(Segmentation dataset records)
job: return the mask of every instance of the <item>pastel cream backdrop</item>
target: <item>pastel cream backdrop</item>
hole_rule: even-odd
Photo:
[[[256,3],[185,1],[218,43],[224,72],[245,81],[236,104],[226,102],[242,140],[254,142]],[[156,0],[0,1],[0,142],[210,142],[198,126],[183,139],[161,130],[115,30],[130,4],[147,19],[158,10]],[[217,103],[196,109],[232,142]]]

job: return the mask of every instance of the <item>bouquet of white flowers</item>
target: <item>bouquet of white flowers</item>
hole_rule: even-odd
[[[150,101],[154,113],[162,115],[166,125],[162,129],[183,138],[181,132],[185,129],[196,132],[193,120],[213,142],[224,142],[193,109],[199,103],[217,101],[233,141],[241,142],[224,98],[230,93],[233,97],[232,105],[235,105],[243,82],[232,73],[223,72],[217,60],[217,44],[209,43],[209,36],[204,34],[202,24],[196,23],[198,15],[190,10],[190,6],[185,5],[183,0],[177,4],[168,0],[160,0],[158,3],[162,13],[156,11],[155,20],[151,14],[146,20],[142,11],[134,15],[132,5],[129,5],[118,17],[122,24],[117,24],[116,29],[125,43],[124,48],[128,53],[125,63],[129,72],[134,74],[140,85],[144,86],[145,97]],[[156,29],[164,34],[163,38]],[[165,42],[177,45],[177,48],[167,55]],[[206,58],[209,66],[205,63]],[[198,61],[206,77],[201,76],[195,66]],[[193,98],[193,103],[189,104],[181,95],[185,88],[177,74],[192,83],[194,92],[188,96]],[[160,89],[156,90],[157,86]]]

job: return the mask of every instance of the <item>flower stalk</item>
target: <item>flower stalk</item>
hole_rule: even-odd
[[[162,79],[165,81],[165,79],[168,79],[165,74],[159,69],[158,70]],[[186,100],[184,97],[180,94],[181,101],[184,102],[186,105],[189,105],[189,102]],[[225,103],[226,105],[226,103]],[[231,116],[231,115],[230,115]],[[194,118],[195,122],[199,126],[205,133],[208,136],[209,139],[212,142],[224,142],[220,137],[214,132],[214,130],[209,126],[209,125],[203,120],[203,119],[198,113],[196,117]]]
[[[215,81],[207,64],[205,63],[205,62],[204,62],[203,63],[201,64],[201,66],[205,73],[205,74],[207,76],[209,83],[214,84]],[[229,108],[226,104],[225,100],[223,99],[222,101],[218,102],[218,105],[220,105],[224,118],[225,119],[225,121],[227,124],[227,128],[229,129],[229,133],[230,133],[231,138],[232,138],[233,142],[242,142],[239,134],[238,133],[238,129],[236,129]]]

*The exercise*
Write out the records word for word, starting at the line that has "job: return the mask of every instance of the <item>flower" and stopping after the last line of the records.

*The completed task*
job: return the mask of every instance of the <item>flower stalk</item>
target: <item>flower stalk</item>
hole_rule: even-odd
[[[162,79],[165,81],[165,79],[168,79],[165,74],[159,69],[158,70]],[[186,100],[184,97],[180,94],[181,101],[184,102],[186,105],[189,105],[189,102]],[[225,103],[226,105],[226,103]],[[231,116],[231,115],[230,115]],[[194,118],[195,122],[199,126],[205,133],[208,136],[209,139],[212,142],[224,142],[220,137],[214,132],[214,130],[209,126],[209,125],[203,120],[203,119],[198,113],[196,117]]]
[[[215,81],[207,64],[205,63],[205,62],[204,62],[203,63],[201,64],[201,66],[205,73],[205,74],[207,76],[209,83],[214,84]],[[229,108],[226,104],[225,100],[223,99],[222,101],[218,102],[218,105],[220,105],[224,118],[225,119],[225,121],[227,124],[227,128],[229,129],[229,133],[230,133],[231,138],[232,138],[233,142],[242,142],[239,134],[238,133],[238,129],[236,129]]]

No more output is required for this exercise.